Location labeling records:
>>>

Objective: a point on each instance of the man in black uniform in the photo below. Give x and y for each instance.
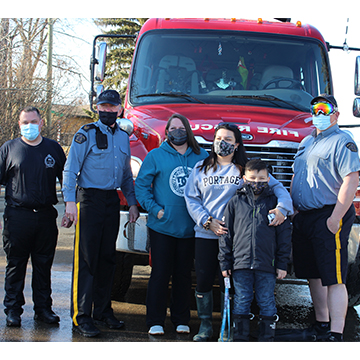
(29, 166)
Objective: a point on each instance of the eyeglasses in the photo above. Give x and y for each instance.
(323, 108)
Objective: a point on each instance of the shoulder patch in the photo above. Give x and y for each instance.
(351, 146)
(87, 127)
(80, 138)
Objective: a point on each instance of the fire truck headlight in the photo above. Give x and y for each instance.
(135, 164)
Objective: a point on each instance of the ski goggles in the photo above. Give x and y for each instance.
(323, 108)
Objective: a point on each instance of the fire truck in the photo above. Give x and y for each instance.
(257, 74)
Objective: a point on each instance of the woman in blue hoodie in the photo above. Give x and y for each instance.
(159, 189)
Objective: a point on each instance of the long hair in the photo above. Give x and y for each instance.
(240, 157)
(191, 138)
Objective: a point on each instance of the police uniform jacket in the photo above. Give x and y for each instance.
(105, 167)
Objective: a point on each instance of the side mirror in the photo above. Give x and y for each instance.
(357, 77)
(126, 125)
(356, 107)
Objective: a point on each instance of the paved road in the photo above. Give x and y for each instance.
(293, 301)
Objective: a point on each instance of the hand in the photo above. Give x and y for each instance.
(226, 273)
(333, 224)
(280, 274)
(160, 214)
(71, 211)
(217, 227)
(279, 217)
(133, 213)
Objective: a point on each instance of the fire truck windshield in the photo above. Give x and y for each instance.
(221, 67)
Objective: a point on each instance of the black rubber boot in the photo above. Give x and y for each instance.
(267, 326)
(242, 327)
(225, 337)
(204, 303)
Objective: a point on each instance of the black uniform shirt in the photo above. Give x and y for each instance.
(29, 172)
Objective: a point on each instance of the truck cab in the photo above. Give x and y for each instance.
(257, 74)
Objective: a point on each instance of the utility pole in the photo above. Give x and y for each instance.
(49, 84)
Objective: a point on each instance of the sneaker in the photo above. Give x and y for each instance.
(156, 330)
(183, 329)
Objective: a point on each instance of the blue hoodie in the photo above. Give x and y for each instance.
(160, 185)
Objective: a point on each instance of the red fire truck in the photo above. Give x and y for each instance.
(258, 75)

<<<
>>>

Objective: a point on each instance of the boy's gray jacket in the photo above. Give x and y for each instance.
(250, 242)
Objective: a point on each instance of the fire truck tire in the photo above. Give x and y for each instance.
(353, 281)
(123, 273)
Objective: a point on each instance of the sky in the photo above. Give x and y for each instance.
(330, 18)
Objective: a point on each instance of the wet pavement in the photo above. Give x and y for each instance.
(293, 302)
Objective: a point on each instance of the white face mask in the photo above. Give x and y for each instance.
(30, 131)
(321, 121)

<<<
>>>

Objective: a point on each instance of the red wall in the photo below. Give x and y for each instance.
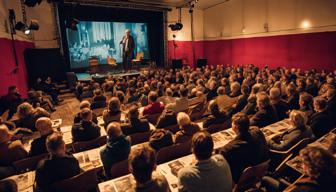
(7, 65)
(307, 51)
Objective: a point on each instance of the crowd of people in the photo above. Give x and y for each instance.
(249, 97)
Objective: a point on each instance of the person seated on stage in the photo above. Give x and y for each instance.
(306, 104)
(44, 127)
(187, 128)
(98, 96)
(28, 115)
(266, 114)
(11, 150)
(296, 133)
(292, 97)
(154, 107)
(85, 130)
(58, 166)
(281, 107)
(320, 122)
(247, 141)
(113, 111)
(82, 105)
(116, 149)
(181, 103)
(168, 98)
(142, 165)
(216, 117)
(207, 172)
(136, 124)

<<<

◆ YOUR INSTRUCTIONS: Find every line in the items above that contains the word "truck", and copy each of those lines.

◆ RESPONSE TO THE TASK:
Objective: a point on each instance of the fire truck headlight in the photo above. Give x and y for each instance.
Objective: a point on each instance of the fire truck in the photo above. Give x and y for each instance.
Objective: a point on each instance of the fire truck windshield in the photo above. Give x and y for each instance.
Objective: a point on each instance of the truck cab in the photo above. Give x and y for each instance.
Objective: a point on each instance of the red fire truck in the photo above. Give x and y for each instance.
Objective: a point on each instance of the fire truck tire in the photo above. Give x and y for each instance.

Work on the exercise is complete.